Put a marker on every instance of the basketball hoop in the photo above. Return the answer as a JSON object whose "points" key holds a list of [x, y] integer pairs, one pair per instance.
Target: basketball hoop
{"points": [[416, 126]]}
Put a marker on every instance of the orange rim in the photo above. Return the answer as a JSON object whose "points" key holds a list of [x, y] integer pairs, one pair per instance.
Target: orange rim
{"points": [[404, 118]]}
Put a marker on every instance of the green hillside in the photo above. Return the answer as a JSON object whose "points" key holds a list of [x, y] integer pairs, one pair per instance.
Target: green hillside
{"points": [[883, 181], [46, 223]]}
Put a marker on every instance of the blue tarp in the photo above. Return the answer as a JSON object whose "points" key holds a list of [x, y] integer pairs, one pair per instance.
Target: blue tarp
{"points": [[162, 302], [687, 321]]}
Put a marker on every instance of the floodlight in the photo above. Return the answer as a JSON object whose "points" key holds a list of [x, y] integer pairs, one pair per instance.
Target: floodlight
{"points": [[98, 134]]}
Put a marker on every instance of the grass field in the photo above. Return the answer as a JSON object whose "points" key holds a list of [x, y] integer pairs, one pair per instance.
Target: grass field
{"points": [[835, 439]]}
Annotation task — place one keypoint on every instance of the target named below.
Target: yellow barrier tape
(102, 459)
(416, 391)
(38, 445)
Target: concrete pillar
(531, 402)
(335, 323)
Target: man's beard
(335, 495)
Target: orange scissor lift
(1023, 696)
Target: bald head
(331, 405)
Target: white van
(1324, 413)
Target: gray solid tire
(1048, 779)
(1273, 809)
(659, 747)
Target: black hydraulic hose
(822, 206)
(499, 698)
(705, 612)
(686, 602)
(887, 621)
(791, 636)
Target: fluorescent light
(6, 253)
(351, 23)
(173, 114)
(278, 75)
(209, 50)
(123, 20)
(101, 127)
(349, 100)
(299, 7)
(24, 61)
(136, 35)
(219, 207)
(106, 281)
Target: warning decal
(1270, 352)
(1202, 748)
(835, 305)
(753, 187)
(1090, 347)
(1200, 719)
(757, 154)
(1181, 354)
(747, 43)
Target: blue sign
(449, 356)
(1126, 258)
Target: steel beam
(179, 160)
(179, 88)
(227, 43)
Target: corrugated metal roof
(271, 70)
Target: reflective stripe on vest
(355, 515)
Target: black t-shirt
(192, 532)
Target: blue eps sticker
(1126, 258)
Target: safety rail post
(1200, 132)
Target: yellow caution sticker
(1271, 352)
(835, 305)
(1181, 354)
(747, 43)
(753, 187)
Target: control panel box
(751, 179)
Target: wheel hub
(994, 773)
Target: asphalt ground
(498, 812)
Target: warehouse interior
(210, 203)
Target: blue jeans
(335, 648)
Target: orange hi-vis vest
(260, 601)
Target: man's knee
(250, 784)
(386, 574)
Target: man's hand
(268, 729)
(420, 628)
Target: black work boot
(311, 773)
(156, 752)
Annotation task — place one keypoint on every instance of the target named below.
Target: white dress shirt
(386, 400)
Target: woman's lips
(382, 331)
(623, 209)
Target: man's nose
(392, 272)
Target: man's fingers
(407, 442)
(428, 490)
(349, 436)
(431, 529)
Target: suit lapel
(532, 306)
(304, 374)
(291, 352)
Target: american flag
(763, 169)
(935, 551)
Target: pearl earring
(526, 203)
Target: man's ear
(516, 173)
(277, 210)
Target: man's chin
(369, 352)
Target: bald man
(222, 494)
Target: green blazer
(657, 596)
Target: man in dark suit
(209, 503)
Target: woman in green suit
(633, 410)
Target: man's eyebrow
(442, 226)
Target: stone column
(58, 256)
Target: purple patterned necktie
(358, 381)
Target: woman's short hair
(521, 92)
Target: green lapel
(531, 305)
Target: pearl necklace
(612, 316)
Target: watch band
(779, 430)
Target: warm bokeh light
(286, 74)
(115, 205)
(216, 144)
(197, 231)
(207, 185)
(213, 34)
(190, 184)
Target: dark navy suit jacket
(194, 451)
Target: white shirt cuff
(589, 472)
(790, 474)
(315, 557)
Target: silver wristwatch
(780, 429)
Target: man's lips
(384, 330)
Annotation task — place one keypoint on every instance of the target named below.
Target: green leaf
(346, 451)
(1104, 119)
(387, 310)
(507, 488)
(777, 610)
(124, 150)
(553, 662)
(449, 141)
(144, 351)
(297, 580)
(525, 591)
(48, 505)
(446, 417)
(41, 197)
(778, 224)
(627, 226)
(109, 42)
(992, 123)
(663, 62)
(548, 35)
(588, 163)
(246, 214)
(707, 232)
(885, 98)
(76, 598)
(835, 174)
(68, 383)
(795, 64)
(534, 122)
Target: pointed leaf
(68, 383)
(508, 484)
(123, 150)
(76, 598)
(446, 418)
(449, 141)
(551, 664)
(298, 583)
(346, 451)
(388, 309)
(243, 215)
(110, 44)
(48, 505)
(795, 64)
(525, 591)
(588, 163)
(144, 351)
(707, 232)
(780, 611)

────────────────────

▶ Objective
Write out all the entries exactly.

▶ Correct output
Put a marker on every instance of the basketball hoop in the photo above. Return the answer as a JSON object whose "points" key holds a list of [x, y] integer pairs, one pair per instance.
Target: basketball hoop
{"points": [[416, 126]]}
Put a marker on every instance of the orange rim in the photo above. Return the answer as a JSON object whose "points" key holds a list of [x, y] integer pairs, one pair per instance.
Target: orange rim
{"points": [[404, 118]]}
Put a marker on every instance of the green hillside in the photo above. Return the answer as a JSON object whose "points" key holds a list of [x, y] integer pairs, one pair per instance.
Target: green hillside
{"points": [[883, 181], [46, 223]]}
Put a marker on every instance of the blue tarp in the photo above. Return the answer as a JSON object whose "points" key holds a list of [x, y] integer pairs, one pair per instance.
Target: blue tarp
{"points": [[162, 302], [687, 321]]}
Put a marker on every instance of the floodlight in the photo above. Return the answer as a JSON object whose "points" key holds a list of [x, y] integer pairs, one pair per instance.
Target: floodlight
{"points": [[98, 134]]}
Put a marker on every instance of the grass field in the photo above. Return the answer as a JSON object whose "points" key holds a list of [x, y] integer pairs, one pair per instance.
Target: grass field
{"points": [[835, 439]]}
Annotation task — place one keypoint on every instance of the target named below.
Target: yellow barrier tape
(102, 459)
(416, 391)
(38, 445)
Target: concrete pillar
(531, 402)
(335, 323)
Target: man's beard
(335, 495)
Target: orange scissor lift
(1023, 696)
Target: bald head
(331, 405)
Target: white van
(1324, 413)
Target: gray solid tire
(1048, 779)
(1273, 809)
(659, 747)
Target: black hydraulic hose
(822, 206)
(499, 698)
(705, 612)
(686, 602)
(887, 621)
(791, 636)
Target: fluorescent light
(6, 253)
(351, 23)
(173, 114)
(278, 75)
(209, 50)
(123, 20)
(101, 127)
(349, 100)
(299, 7)
(24, 61)
(136, 35)
(219, 207)
(106, 281)
Target: warning decal
(1270, 352)
(1202, 748)
(835, 305)
(753, 187)
(1090, 347)
(1200, 719)
(757, 154)
(1181, 354)
(747, 43)
Target: blue sign
(449, 356)
(1126, 258)
Target: steel beam
(179, 160)
(179, 88)
(227, 43)
Target: corrugated metal roof
(271, 70)
Target: reflective stripe on vest
(355, 515)
Target: black t-shirt
(192, 532)
Target: blue eps sticker
(1126, 258)
Target: safety rail post
(1200, 132)
Target: yellow caution sticker
(1271, 352)
(835, 305)
(1181, 354)
(747, 43)
(753, 187)
Target: control panel box
(751, 179)
Target: wheel hub
(994, 773)
Target: asphalt ground
(498, 812)
Target: warehouse interior
(210, 203)
Target: blue jeans
(335, 648)
Target: orange hi-vis vest
(260, 601)
Target: man's knee
(250, 784)
(386, 574)
Target: man's hand
(268, 729)
(420, 628)
Target: black work boot
(311, 773)
(156, 752)
Annotation task — place one keypoint on every instance of the target named below.
Target: white dress shirt
(386, 400)
Target: woman's lips
(382, 331)
(623, 209)
Target: man's nose
(392, 272)
Target: man's fingers
(407, 442)
(428, 490)
(349, 436)
(431, 529)
Target: suit lapel
(532, 306)
(304, 374)
(291, 352)
Target: american flag
(763, 169)
(935, 551)
Target: pearl earring
(526, 203)
Target: man's ear
(516, 173)
(277, 210)
Target: man's chin
(369, 352)
Target: bald man
(222, 494)
Target: green blazer
(657, 596)
Target: man in dark suit
(209, 503)
Target: woman in green suit
(633, 410)
Target: man's eyebrow
(442, 226)
Target: stone column
(58, 256)
Target: purple patterned necktie
(358, 381)
Target: woman's short hair
(521, 92)
Target: green lapel
(531, 305)
Target: pearl necklace
(612, 316)
Target: watch band
(779, 430)
Target: warm bokeh light
(286, 74)
(115, 205)
(216, 144)
(197, 231)
(207, 185)
(213, 34)
(190, 184)
Target: dark navy suit jacket
(194, 451)
Target: white shirt cuff
(589, 472)
(790, 474)
(315, 557)
Target: silver wristwatch
(780, 429)
Target: man's lips
(384, 330)
Annotation task — place one keypoint on every instance of the target named below.
Target: green leaf
(346, 451)
(1104, 119)
(387, 310)
(507, 488)
(777, 610)
(124, 150)
(553, 662)
(449, 141)
(144, 351)
(297, 580)
(525, 591)
(48, 505)
(446, 417)
(41, 197)
(778, 224)
(627, 226)
(109, 42)
(992, 123)
(663, 62)
(548, 35)
(588, 163)
(246, 214)
(707, 232)
(885, 98)
(76, 598)
(835, 174)
(68, 383)
(795, 64)
(534, 122)
Target: pointed leaf
(68, 383)
(508, 484)
(123, 150)
(76, 598)
(446, 418)
(449, 141)
(551, 664)
(298, 583)
(346, 451)
(388, 309)
(243, 215)
(110, 44)
(48, 505)
(795, 64)
(525, 591)
(588, 163)
(144, 351)
(707, 232)
(780, 611)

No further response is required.